● **EXERCISE DESCRIPTION**
Copy every line from the records below that holds the word "each".

*** Opening of GIVEN DATA ***

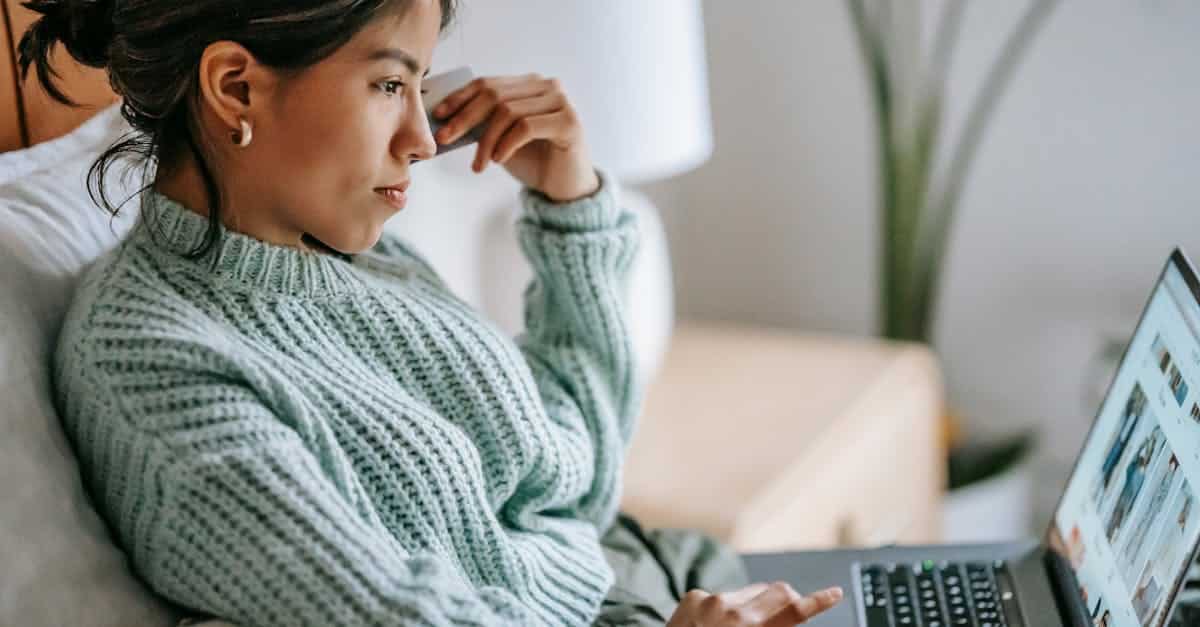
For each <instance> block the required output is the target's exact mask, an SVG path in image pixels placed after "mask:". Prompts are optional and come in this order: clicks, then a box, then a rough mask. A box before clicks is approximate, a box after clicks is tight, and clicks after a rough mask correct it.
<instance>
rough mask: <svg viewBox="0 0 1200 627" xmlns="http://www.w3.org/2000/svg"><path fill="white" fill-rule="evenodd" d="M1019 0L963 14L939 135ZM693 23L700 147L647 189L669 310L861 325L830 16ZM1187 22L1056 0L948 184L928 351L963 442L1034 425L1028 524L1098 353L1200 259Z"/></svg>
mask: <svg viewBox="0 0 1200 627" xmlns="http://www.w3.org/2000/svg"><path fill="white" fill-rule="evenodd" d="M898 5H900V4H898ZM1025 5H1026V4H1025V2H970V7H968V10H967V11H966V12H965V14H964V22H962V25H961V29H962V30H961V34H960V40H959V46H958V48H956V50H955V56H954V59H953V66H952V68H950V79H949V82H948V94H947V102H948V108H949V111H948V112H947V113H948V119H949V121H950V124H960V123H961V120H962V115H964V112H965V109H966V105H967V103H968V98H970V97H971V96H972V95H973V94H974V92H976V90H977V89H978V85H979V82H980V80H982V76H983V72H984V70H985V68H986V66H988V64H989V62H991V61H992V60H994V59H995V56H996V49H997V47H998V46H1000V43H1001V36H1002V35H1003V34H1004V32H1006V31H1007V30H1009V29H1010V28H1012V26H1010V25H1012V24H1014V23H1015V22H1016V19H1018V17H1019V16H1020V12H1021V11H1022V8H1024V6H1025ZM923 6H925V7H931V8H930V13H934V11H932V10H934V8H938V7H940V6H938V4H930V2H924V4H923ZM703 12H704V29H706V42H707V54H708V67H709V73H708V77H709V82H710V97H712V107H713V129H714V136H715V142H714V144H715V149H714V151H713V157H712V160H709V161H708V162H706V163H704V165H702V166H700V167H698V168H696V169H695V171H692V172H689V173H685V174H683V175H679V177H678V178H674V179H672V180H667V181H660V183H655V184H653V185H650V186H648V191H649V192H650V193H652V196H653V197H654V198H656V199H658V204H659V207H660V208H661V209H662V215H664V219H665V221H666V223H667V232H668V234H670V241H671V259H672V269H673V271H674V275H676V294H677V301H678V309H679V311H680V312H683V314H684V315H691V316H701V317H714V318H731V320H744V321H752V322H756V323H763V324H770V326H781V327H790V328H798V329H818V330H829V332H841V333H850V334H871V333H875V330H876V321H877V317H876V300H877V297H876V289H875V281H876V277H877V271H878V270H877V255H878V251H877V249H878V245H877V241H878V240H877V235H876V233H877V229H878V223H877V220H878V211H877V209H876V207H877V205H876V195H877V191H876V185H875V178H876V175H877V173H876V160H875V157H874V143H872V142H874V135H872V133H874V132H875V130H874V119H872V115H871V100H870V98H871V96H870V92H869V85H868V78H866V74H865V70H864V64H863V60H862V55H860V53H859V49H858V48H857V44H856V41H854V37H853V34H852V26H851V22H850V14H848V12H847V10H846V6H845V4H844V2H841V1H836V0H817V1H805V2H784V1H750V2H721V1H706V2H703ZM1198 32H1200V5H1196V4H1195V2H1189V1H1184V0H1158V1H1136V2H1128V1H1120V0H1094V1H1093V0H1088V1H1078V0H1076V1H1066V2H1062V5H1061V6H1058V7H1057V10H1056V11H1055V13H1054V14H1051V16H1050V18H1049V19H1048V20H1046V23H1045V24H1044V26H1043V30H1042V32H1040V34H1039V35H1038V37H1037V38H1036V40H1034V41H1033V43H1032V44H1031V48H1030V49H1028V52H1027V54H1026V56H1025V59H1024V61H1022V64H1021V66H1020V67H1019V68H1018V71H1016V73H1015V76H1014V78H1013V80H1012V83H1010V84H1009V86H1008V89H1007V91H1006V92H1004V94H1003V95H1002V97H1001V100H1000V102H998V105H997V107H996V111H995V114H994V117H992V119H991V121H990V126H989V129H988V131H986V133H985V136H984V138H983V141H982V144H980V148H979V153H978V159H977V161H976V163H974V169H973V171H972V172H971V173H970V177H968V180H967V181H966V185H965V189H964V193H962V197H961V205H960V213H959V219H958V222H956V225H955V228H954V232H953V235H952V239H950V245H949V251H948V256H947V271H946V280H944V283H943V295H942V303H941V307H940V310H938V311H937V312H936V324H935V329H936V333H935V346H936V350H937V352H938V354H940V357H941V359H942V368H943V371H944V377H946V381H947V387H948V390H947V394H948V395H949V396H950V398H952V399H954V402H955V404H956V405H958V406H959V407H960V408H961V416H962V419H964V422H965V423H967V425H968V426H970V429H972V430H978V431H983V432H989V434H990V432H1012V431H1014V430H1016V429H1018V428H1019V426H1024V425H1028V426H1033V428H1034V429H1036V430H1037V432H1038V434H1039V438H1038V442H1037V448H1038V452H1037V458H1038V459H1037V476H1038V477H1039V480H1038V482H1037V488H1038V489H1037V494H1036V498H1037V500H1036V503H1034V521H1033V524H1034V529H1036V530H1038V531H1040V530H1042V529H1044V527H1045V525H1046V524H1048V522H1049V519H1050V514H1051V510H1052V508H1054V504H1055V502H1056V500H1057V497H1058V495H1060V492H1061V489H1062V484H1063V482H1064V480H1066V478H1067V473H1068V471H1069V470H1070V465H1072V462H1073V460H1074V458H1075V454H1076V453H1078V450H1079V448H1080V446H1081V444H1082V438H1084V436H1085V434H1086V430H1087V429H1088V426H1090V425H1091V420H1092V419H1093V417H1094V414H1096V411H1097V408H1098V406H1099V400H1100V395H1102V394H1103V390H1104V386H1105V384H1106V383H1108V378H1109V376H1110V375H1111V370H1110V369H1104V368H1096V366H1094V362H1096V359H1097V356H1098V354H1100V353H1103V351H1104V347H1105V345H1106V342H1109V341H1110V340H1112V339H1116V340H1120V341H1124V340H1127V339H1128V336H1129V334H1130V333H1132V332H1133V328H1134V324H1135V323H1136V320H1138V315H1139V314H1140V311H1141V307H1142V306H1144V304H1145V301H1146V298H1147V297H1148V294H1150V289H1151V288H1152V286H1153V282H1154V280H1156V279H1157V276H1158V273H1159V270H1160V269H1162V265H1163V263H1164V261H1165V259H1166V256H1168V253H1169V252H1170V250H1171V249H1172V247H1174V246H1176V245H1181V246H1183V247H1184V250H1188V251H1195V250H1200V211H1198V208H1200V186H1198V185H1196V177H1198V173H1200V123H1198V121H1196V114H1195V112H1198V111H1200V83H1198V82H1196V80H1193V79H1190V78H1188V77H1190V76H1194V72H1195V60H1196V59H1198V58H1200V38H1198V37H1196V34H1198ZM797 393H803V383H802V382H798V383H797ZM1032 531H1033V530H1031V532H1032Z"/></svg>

*** Close of GIVEN DATA ***
*** Opening of GIVEN DATA ***

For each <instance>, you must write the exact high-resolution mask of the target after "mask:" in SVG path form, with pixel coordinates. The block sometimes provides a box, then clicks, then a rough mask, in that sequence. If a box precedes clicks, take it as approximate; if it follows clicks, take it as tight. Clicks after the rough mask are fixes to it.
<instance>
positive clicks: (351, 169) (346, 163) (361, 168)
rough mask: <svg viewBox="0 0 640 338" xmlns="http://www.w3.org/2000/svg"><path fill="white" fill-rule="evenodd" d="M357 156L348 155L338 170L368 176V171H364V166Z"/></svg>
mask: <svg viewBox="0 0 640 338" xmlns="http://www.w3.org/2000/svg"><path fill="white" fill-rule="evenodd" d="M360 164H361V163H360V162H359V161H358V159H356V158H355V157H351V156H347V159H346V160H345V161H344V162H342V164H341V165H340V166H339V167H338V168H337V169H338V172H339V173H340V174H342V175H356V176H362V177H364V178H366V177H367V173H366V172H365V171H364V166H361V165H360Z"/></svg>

*** Close of GIVEN DATA ***

● **ANSWER TO THE PROBLEM**
For each <instance> block the required output is the target's exact mask, an SVG path in image pixels placed after "mask:". Prompts are optional and come in this order: clicks, then a box, then a rough mask. A box before clicks is approximate, a box after clicks is tight, and clicks after a rough mask correct it.
For each <instance>, you must write the exact high-resolution mask of the target after "mask:" in SVG path form, with pixel coordinates. The block sometimes provides a box, then clicks, then a rough mask, in that sequence. If a box precedes clicks, take it as approximate; if it follows clicks, take it as tight. Clicks after the rough mask are fixes to it.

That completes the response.